# TEXT PROVIDED
According to maps and information from the 18th century, the Gamela people, as the Portuguese called them, lived in Maranhão in the Baixo Pindaré region—which includes the municipalities of Codó, Monção, Cajari, Viana and Penalva. My grandmother was born and grew up in the village of Capibari in Penalva; and my mother was born in Monção, in a place called Jacareí, where I was also born. It is a large territory which was, and still is, inhabited by the Akroá-Gamela people.
I am the result of this process of violence and colonization. While she was still very young, my grandmother was taken from the village by a white family from the city. My mother was born away from the village. I was born away from the village. And because the marks of ancestry are in the body, but also—and especially—in the soul, there came a time in which I began to wonder about the marks that I bear. It is from this process of seeking, which I would call conscious return, that I made the decision to reconnect with those ancestral roots, to understand these marks on my body and in my soul. But it is not an individual search; it is always collective. We are discovering that we are not alone in the world, and that these marks are not the marks of an individual; they are the marks of a people, with common and deep roots.
For a long time, my grandmother and mother used silence as a strategy. In the face of the State’s negation, the decision was to be quiet. My reading today is that silence is a form of resistance. It is a time in which we must be quiet in order to continue existing. So, contrary to what one hears, silence does not mean assenting to the State’s violence. For our indigenous peoples, silence was—in general—a resistance strategy. Understanding and feeling why a people do one thing or another is only possible when one accesses collective memory.
Our grandparents say that today we are in Taquaritiua, which was the place where the indigenous people would come. The indigenous people would come from the rainforest, particularly starting in August. That was interrupted. A telegraph transmission line was installed, which began to break up the territory. And in the 1960s there was a violent process of “grillaje” (land grabbing), of fraudulent notarized documents. The objective of all this violence was to negate that ancestry rooted in the land. Our very existence as a people was negated.

# DATA SUPPLIED
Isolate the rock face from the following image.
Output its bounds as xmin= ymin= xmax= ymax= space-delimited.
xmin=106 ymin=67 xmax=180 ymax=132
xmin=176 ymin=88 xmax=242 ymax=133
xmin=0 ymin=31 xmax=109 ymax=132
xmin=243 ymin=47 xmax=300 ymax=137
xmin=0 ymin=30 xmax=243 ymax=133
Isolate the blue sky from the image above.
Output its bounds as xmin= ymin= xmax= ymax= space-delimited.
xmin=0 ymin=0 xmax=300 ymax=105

# DIRECTIONS
a - Rescale the records from the line with "Isolate the blue sky from the image above." through the end of the records. Give all of those lines again, requests included, and multiply every bounding-box coordinate in the answers by 2, rounding to whole numbers with halves rounded up.
b - Take the account of the Akroá-Gamela people and their ancestral territory in Maranhão further, continuing on from its final sentence.

# ANSWER LIST
a -
Isolate the blue sky from the image above.
Output its bounds as xmin= ymin= xmax= ymax= space-delimited.
xmin=0 ymin=0 xmax=600 ymax=210

b -
That negation starts creating a separation. A separation from the land as a whole: person, forest, water, river, sacred places. As fences get put up, people also begin to separate from one another; a boundary and limit is placed between people. And relationships between people are also interrupted. When we do the work of action, rescue, and reconnection with our collective ancestral memory, that perspective is possible as we reconnect with the places that give meaning to our existence. These two things are always very closely linked. The reference to places—even those that are still fenced off—is because they give meaning to our existence as a people. That is what the work of accessing memory is about. It is a process that happens in the heart. It is something that is only possible to wake up, or dust off, if it happens in the heart.
Documents appeared about a [land] donation made [to the people] in the colonial period, in 1759; which is a paradox because we were given something that already belonged to us. Now I am talking specifically about one of those lands: Taquaritiua, which is in the municipality of Viana. Those documents from 1759 speak of about 14 or 15 thousand hectares. It was a confinement.
In 1969, Sarney’s land law (1) made public lands available for appropriation, and in the 1970s, Maranhão suffered a violent process of “grillage” (land grabbing). In the 1970s and 1980s, we lived through a process in which the territory donated in 1759 was partitioned and fenced off. The result is that now in 2018, all of the land that appears in that deed from the 18th century is registered in the name of individuals in the Viana municipal registry.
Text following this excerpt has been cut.